------ Record excerpts ------
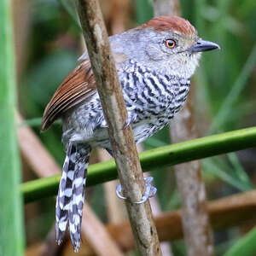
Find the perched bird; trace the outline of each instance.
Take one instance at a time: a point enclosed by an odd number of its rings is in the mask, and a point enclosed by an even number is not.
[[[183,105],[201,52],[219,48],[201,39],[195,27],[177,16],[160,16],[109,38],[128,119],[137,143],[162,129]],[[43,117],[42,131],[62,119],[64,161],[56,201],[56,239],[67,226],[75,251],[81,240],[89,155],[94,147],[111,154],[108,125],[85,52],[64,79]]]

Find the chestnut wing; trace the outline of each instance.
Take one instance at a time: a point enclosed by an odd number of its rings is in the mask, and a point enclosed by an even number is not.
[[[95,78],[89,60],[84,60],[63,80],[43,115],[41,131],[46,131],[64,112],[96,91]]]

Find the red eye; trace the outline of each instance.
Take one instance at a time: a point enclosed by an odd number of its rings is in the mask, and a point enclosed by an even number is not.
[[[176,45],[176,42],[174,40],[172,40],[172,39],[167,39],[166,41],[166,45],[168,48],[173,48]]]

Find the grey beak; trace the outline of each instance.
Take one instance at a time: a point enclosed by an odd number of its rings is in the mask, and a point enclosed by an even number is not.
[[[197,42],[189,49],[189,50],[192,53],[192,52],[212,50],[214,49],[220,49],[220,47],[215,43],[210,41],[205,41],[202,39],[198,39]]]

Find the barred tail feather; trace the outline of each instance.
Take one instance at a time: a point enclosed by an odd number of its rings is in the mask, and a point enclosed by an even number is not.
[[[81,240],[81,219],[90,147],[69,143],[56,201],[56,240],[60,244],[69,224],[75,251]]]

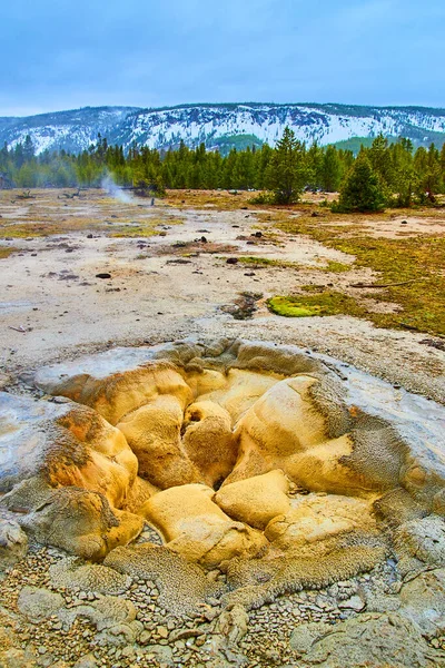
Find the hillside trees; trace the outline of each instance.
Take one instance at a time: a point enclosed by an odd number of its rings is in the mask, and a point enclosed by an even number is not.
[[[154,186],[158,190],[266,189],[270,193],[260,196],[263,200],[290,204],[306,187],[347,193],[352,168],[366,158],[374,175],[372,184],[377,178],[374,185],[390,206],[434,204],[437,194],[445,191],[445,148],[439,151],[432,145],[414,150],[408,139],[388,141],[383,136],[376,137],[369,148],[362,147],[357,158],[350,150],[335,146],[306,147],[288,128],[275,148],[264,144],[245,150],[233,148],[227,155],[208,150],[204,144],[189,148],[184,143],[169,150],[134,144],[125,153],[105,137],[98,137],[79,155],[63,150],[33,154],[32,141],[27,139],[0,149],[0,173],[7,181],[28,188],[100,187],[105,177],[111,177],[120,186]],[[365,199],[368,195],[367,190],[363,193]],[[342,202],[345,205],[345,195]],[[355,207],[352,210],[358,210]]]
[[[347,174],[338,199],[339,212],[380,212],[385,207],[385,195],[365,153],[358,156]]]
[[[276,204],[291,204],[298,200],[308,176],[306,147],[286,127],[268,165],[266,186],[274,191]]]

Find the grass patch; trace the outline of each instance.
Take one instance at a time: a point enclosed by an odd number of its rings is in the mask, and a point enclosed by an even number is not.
------
------ Record excerpts ------
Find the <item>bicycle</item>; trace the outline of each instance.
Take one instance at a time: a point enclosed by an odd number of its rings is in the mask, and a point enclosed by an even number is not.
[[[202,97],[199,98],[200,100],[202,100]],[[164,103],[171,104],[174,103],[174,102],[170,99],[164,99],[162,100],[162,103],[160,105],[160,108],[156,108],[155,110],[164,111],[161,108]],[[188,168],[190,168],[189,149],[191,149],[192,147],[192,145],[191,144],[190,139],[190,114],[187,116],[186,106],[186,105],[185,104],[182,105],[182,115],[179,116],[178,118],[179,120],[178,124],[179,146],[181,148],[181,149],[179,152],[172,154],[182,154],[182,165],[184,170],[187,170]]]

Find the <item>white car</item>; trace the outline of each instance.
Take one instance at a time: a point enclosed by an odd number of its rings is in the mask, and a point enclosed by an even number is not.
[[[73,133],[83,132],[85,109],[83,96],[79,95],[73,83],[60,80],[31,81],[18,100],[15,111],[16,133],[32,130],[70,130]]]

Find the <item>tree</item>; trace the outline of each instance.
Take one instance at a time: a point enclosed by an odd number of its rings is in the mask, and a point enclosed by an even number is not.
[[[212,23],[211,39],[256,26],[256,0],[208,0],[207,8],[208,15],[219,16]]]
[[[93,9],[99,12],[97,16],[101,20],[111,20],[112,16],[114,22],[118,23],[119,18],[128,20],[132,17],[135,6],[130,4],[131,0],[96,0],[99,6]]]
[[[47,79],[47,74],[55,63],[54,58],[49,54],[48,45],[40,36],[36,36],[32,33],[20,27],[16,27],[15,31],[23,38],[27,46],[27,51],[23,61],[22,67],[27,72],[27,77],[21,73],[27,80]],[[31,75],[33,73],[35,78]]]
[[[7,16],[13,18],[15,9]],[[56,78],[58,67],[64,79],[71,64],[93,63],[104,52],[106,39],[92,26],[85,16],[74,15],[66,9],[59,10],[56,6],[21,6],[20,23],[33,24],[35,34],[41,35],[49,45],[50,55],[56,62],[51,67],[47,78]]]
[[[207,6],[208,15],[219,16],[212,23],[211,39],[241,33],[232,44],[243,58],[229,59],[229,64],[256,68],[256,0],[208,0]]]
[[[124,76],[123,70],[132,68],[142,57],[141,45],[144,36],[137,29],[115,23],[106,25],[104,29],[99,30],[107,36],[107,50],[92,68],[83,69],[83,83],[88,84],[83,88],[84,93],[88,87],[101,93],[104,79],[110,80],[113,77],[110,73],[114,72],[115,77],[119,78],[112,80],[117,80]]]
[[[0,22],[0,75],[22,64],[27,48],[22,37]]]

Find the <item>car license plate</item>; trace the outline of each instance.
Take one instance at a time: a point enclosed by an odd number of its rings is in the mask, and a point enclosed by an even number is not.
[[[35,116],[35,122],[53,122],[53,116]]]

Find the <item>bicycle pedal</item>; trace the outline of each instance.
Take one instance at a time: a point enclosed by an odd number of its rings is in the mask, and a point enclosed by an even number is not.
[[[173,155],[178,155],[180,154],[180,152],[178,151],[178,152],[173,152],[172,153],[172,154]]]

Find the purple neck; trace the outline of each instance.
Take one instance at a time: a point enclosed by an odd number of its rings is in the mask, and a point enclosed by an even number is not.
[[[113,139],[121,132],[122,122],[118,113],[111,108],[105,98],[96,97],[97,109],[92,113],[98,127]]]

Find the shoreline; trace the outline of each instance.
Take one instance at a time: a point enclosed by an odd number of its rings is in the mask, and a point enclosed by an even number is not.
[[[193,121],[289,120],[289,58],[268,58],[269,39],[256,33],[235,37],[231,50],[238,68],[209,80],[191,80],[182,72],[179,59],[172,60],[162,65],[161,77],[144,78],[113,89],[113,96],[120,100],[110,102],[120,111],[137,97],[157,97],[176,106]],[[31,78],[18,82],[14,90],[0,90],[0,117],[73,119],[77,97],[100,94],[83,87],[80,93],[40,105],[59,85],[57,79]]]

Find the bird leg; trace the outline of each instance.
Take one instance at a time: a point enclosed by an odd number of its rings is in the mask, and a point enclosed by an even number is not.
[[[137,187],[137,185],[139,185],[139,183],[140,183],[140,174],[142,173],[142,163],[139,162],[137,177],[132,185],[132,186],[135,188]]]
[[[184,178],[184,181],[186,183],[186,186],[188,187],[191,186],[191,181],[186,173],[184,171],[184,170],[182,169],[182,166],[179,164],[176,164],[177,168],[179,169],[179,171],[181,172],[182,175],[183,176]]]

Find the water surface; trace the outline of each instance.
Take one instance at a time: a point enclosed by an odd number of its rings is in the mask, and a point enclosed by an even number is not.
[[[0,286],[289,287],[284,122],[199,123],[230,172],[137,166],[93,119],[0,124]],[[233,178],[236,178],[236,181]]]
------
### Exercise brief
How many lines in the records contain the string "item"? Reply with the number alone.

### The reply
5